Exercise objective:
Count the lines in the entries below that contain the word "dark", and reply with only that number.

Coordinate annotation entries:

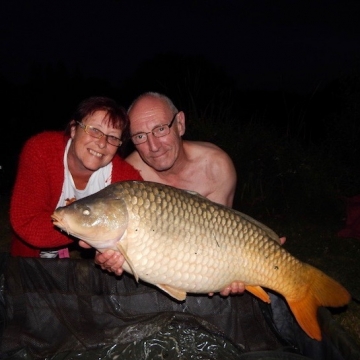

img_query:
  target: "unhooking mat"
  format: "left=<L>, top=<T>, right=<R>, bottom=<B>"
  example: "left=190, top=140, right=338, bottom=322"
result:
left=0, top=254, right=360, bottom=360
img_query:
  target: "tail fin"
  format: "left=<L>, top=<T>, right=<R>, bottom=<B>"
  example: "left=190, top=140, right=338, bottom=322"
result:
left=286, top=264, right=351, bottom=340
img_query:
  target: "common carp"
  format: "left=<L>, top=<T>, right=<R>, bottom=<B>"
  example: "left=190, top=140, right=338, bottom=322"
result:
left=52, top=181, right=351, bottom=340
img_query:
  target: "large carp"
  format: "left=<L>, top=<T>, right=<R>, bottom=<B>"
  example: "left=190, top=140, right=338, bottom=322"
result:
left=52, top=181, right=351, bottom=340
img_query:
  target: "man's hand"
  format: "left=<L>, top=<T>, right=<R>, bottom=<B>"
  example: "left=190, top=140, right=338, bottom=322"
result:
left=79, top=240, right=125, bottom=276
left=95, top=250, right=125, bottom=276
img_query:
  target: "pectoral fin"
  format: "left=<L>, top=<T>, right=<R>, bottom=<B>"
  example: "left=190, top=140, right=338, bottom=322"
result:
left=156, top=284, right=186, bottom=301
left=116, top=243, right=139, bottom=282
left=245, top=285, right=270, bottom=304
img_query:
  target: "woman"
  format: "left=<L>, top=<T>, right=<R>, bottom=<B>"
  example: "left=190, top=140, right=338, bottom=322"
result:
left=10, top=97, right=142, bottom=257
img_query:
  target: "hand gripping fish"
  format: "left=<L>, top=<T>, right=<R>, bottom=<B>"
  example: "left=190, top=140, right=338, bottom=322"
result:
left=52, top=181, right=351, bottom=340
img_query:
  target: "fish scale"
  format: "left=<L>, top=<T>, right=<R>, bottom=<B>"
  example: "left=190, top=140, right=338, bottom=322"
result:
left=52, top=181, right=351, bottom=340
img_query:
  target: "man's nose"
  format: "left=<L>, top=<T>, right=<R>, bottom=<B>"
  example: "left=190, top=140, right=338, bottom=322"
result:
left=147, top=133, right=160, bottom=151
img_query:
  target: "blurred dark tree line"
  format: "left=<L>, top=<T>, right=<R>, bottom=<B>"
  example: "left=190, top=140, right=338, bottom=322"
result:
left=0, top=53, right=360, bottom=225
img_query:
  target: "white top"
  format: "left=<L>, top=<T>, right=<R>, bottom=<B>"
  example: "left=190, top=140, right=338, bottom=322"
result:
left=40, top=139, right=112, bottom=258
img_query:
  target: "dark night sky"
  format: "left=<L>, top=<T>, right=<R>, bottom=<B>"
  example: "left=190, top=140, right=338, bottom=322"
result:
left=0, top=0, right=360, bottom=91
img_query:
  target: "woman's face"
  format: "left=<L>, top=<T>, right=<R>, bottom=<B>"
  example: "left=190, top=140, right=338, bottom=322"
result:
left=71, top=110, right=122, bottom=171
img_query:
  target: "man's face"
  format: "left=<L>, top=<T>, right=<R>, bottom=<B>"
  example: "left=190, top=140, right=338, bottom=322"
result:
left=129, top=98, right=182, bottom=171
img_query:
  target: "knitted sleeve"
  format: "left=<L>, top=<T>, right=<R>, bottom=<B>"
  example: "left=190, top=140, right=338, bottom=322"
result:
left=10, top=132, right=72, bottom=253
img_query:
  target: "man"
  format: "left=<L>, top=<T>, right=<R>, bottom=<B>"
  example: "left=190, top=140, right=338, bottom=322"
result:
left=95, top=92, right=284, bottom=296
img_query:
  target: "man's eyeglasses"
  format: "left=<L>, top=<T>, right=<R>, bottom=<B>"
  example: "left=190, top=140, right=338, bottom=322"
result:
left=77, top=121, right=122, bottom=147
left=131, top=113, right=178, bottom=145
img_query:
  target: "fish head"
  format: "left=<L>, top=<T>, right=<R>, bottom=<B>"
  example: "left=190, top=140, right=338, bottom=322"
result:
left=51, top=194, right=129, bottom=251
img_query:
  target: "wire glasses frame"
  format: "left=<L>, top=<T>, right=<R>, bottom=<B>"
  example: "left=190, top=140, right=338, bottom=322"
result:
left=77, top=121, right=122, bottom=147
left=131, top=113, right=178, bottom=145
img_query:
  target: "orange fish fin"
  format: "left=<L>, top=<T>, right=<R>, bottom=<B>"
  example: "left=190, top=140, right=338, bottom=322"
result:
left=116, top=243, right=139, bottom=282
left=245, top=285, right=270, bottom=303
left=286, top=264, right=351, bottom=340
left=156, top=284, right=186, bottom=301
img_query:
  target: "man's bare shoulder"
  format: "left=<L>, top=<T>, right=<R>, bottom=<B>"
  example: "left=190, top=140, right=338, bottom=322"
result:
left=184, top=141, right=231, bottom=161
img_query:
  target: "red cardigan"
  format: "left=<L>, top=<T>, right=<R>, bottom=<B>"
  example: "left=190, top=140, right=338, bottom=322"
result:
left=10, top=131, right=142, bottom=257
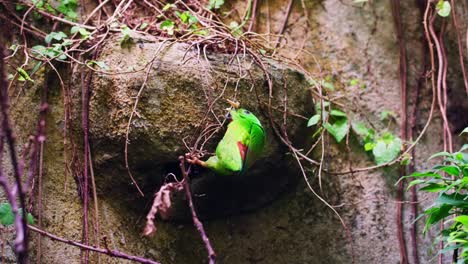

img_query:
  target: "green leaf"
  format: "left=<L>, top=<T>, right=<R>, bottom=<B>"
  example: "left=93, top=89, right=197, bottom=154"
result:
left=322, top=81, right=335, bottom=91
left=0, top=203, right=15, bottom=226
left=423, top=205, right=452, bottom=233
left=436, top=0, right=452, bottom=17
left=380, top=110, right=396, bottom=121
left=349, top=79, right=359, bottom=86
left=330, top=109, right=346, bottom=117
left=163, top=4, right=176, bottom=11
left=87, top=60, right=109, bottom=71
left=307, top=115, right=320, bottom=127
left=323, top=118, right=349, bottom=143
left=435, top=193, right=468, bottom=207
left=159, top=20, right=175, bottom=35
left=440, top=165, right=460, bottom=176
left=45, top=31, right=67, bottom=44
left=16, top=68, right=34, bottom=83
left=453, top=215, right=468, bottom=227
left=57, top=0, right=78, bottom=20
left=408, top=171, right=442, bottom=179
left=419, top=183, right=447, bottom=192
left=372, top=137, right=402, bottom=165
left=428, top=151, right=452, bottom=160
left=400, top=153, right=412, bottom=166
left=364, top=142, right=375, bottom=151
left=140, top=22, right=148, bottom=30
left=208, top=0, right=224, bottom=10
left=229, top=21, right=242, bottom=37
left=26, top=213, right=34, bottom=225
left=351, top=122, right=375, bottom=139
left=407, top=180, right=426, bottom=189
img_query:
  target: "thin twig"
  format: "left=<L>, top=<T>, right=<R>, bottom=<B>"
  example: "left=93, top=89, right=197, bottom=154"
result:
left=28, top=225, right=160, bottom=264
left=179, top=156, right=216, bottom=264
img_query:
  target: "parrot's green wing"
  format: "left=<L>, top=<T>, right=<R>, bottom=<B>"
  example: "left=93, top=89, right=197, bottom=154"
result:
left=216, top=121, right=250, bottom=174
left=241, top=124, right=265, bottom=174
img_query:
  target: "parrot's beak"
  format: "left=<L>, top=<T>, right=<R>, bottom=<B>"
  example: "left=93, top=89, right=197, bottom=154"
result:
left=226, top=99, right=240, bottom=109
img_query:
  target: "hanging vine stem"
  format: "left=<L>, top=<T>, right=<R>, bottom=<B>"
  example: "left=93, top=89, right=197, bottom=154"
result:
left=391, top=0, right=408, bottom=264
left=179, top=156, right=216, bottom=264
left=450, top=0, right=468, bottom=96
left=81, top=67, right=92, bottom=263
left=28, top=225, right=160, bottom=264
left=124, top=38, right=171, bottom=197
left=0, top=36, right=28, bottom=264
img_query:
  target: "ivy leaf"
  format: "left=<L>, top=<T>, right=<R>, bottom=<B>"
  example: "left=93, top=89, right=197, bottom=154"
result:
left=419, top=183, right=447, bottom=192
left=364, top=142, right=375, bottom=151
left=87, top=60, right=109, bottom=71
left=307, top=114, right=320, bottom=127
left=436, top=193, right=468, bottom=207
left=407, top=180, right=426, bottom=190
left=0, top=203, right=15, bottom=226
left=139, top=22, right=148, bottom=30
left=330, top=109, right=346, bottom=117
left=208, top=0, right=224, bottom=10
left=16, top=68, right=34, bottom=83
left=159, top=20, right=175, bottom=36
left=26, top=213, right=35, bottom=225
left=323, top=118, right=349, bottom=143
left=175, top=11, right=198, bottom=24
left=440, top=165, right=460, bottom=176
left=453, top=215, right=468, bottom=227
left=400, top=153, right=412, bottom=166
left=423, top=204, right=452, bottom=233
left=428, top=151, right=452, bottom=160
left=380, top=110, right=396, bottom=121
left=57, top=0, right=78, bottom=20
left=436, top=0, right=452, bottom=17
left=45, top=31, right=67, bottom=44
left=460, top=127, right=468, bottom=135
left=372, top=135, right=402, bottom=165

Task output:
2